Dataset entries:
[Start of Attachment]

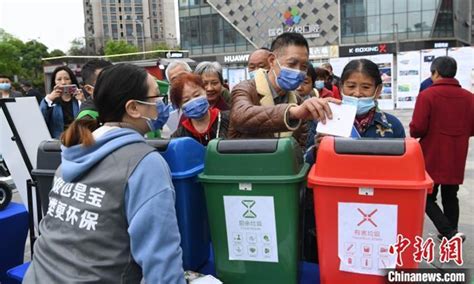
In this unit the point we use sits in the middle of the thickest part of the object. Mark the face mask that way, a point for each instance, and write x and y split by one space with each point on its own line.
289 79
196 108
252 74
328 85
163 115
319 84
5 86
364 105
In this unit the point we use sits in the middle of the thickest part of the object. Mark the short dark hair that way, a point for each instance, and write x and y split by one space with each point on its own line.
115 86
311 72
88 70
210 67
321 72
69 71
177 86
364 66
446 66
6 76
26 83
287 39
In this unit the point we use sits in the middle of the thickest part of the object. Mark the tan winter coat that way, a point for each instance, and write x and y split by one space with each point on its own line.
254 114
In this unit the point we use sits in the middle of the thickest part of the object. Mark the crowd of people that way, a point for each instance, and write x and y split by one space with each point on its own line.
101 124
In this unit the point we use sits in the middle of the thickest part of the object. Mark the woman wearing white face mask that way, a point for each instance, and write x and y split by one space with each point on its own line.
361 85
202 122
111 216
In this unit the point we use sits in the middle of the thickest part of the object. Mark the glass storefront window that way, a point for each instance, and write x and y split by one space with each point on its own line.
373 7
386 24
400 6
386 6
428 19
429 4
401 20
414 5
373 25
414 21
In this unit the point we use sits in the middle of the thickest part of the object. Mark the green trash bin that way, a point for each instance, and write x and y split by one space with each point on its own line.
252 196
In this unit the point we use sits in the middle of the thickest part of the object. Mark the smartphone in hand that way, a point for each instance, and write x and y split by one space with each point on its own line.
69 89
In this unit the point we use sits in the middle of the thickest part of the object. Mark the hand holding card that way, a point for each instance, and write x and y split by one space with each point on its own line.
342 120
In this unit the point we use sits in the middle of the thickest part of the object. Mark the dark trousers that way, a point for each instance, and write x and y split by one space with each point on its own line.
446 220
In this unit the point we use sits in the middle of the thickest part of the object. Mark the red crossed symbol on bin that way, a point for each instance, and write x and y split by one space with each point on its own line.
367 217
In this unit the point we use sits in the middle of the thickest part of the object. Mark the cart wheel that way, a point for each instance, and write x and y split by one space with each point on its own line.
5 195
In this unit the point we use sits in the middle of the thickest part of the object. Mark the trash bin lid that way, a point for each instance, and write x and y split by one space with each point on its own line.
184 155
254 160
381 163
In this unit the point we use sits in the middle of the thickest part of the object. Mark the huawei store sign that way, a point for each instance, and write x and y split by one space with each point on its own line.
291 23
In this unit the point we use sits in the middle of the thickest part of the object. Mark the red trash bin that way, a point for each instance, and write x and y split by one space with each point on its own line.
366 192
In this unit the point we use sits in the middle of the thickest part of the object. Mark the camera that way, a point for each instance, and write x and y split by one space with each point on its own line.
69 89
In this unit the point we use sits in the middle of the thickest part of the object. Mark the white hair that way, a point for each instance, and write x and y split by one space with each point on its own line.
175 64
209 67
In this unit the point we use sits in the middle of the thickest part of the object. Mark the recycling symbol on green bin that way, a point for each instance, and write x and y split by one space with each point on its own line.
248 205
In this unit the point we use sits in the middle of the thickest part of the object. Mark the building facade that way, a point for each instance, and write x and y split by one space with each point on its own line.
139 22
227 31
408 24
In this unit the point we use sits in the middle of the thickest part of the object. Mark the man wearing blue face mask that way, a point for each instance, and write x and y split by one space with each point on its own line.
258 60
361 85
6 88
268 106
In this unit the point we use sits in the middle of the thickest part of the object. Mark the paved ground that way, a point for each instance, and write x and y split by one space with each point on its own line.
466 197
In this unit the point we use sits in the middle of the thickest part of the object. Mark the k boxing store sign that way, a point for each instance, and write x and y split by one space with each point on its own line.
291 23
358 50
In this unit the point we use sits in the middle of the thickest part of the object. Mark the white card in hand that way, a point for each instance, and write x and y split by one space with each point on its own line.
342 120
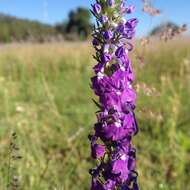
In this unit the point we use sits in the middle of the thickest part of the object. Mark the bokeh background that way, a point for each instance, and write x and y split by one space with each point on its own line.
46 112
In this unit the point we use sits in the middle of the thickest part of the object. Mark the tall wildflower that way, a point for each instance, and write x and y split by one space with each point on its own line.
116 124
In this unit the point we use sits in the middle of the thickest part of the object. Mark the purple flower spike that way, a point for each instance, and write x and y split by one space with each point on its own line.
95 42
132 23
120 52
111 142
98 151
103 19
97 8
111 3
106 57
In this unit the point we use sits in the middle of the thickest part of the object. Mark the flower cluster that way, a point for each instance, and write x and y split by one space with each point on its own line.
116 124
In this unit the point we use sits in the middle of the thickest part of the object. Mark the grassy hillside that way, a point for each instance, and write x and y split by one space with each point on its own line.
15 29
45 97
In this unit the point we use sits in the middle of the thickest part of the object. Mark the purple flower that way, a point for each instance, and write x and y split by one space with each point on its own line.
132 23
120 52
103 19
121 28
111 142
96 185
111 3
109 185
106 57
108 35
97 151
97 8
95 42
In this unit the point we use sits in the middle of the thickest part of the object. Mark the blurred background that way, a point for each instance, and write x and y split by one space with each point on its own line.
46 111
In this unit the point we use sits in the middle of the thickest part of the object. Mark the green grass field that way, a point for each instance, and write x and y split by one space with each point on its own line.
46 98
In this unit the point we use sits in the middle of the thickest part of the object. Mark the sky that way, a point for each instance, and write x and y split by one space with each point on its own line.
54 11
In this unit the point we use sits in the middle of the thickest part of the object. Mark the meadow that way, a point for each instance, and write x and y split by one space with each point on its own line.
45 98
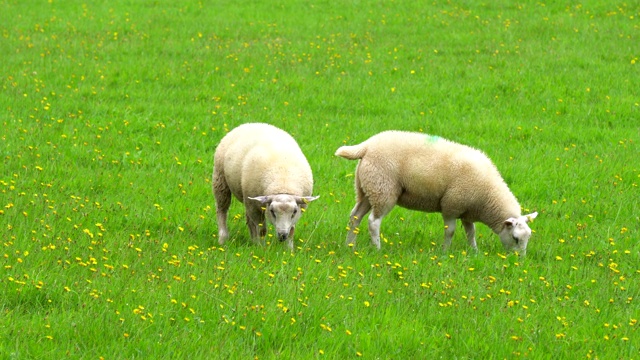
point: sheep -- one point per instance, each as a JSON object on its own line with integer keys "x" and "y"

[End of Attachment]

▸ **Your objective**: All of the entries must be reproduced exactly, apart from the pictures, which are to be dropped.

▸ **Written response**:
In this unit the point we use sits in the middle of the thickest part of the object. Mark the face mask that way, a point for each instance, and write x and y split by one space with each point on its own line.
289 79
196 108
252 74
328 85
163 115
319 84
5 86
364 105
In this unit the point we use sits in the middle of the thickest part of the object. Mark the short dark hair that way, a point for each instance, and write x and y split by one space with each point on its own line.
115 86
311 72
88 70
210 67
321 72
69 71
177 86
364 66
446 66
6 76
26 83
287 39
In this unit the point we use sits in the middle of the thickest part of the object. Mark the tan winter coat that way, a point for each instance, and write x and y split by one space with each point on its own line.
254 114
In this unit the point we use sits in the middle of the thickest part of the object. Mark the crowd of people that way, a point for each instance, and write x and y split by one space with each point on its own line.
101 124
In this unit the point we use sits in the middle of the thickest part of the object. Mark the woman wearing white face mask that way, a point for each instance, and write x and y split by one space with each point on its own line.
361 85
202 122
111 216
In this unit the point we use sits in the middle of the thickest part of the object. Mark the glass storefront window that way, a point for each instance, and write x and y split by one space with each point on its own line.
373 7
386 24
400 6
386 6
428 19
429 4
401 20
414 5
373 25
414 21
In this unit the point we use sits in the middle of the thickest part of the object. Mark the green trash bin that way, a point for each instance, and write x and y split by one space with each point on its own line.
252 196
In this unit the point we use sits in the middle of the thickest part of the object. Mark the smartphone in hand that way, a point for each instance, and write x and y split by one space with each point on its own line.
69 89
In this unit the point we use sits in the middle of the thickest part of the object. Mark the hand holding card that way, a point for each instance, and write x and y split by one space with each point on its own line.
342 120
In this unit the point we use sits in the middle of the thickest part of the object. Mark the dark trousers that way, a point for each instance, and write x and y split by one space with each point on its own line.
446 220
In this unit the point we use sits in the middle of the thickest part of the object. Mark the red crossed symbol on bin that way, a point for each instance, and write x and y split by one space with each point on its own line.
367 217
In this unit the point we use sits in the middle of the thickest part of the object. Mark the cart wheel that way, a point for each instance, and write x and y split by one space with each point on its own line.
5 195
In this unit the point we use sits in the middle of the thickest part of the object. Mark the trash bin lid that way, a point for each instance, and write x and y split by one space with each point on its own line.
184 155
254 160
381 163
In this unit the point we use sits in the middle of the thickest part of the object. Mark the huawei store sign that way, a point for each instance, and write x and y split by one space with each point on its own line.
291 23
In this unit the point we use sits in the middle of the thickest part of the object. Mark the red trash bin that way, a point for each instance, and write x and y split by one space with each point on its own line.
366 192
In this unit the point we use sits in the middle of the thickest part of the object. Mark the camera that way, a point for each instance, and write x and y split by one space with each point on its own line.
69 89
In this unit the point we use sits in the middle of the thickest part of the object. Mark the white hair that way, a point for each instance, and write x and y split by one space with each point on its own line.
175 64
209 67
In this unit the point we use sits in the middle of the thickest part of the object. Mark the recycling symbol on green bin that way, a point for each instance, and write x and y split by one space with each point on its own line.
248 205
In this unit the point we use sits in the middle of the thickest part of the object. Mark the building facade that way, a point for each instance, and write x and y split by one space with each point on its own line.
139 22
227 31
408 24
In this unit the point we use sits in the middle of the thickest part of the object. Mark the man wearing blue face mask that way, a point for each instance, and write x and y split by one space with each point on its own line.
258 60
361 85
6 88
268 106
In this unit the point we use sits in the middle of the thickest part of the object. Mark the paved ground that way, a point for each instance, and write x and y split by one space with each point on its own line.
466 197
In this unit the point we use sits in the middle of the thickest part of the object. Mark the k boxing store sign that way, a point for each instance, and write x and y split by one space with each point on its own line.
291 23
358 50
In this unit the point we use sits in the middle of the thickest part of the object. Mark the white card in hand that way, a point for each instance, and write x and y split by one space with each point on its own line.
342 120
In this unit the point we use sits in the middle of the thickest part of the object. Mark the bokeh background that way, a point for each instance, and write x and y split by one space with each point on its own line.
46 112
In this unit the point we use sits in the middle of the thickest part of the object. Mark the tall wildflower that way, a point for each instance, and write x and y split by one space with each point on its own line.
116 124
In this unit the point we use sits in the middle of the thickest part of the object. Mark the purple flower spike that way, a point for each instance, and write x and y split by one space with each point on its own line.
95 42
132 23
120 52
111 142
98 151
103 19
97 8
111 3
106 57
In this unit the point we use sits in the middle of the thickest part of the object. Mark the flower cluster that way, a point for each instance, and write x and y split by one space with each point on its own line.
116 124
In this unit the point we use sits in the middle of the thickest part of the object. Mark the grassy hillside that way, a point for each instance, and write x and y split by one space with each point on its own line.
15 29
45 97
In this unit the point we use sits in the middle of the thickest part of the object. Mark the purple flower that way, a point for each instance, and write x and y split by one space with each point on its own line.
132 23
120 52
103 19
121 28
111 142
96 185
111 3
109 185
106 57
108 35
97 151
97 8
95 42
In this unit the point we use sits in the middle of the thickest part of the object. Mark the blurred background that way, a point for each instance, and write x and y split by one space with each point on its own line.
46 111
In this unit the point we use sits in the middle of the thickest part of the object. Mark the green grass field that way, a point for each instance, and write x and y split by one space with each point on its own line.
46 98
In this unit the point we use sits in the middle of the thickest part of the object. Mark the sky that way, a point for each instance, and write x and y split by one space with each point on its own line.
54 11
In this unit the point we use sits in the middle of the thickest part of the object. Mark the meadow that way, a point for each instance, and write x and y split by one space with each point on its own line.
45 98
point: sheep -- one point per instance, each as a JSON object on its own line with integer keys "x" and "y"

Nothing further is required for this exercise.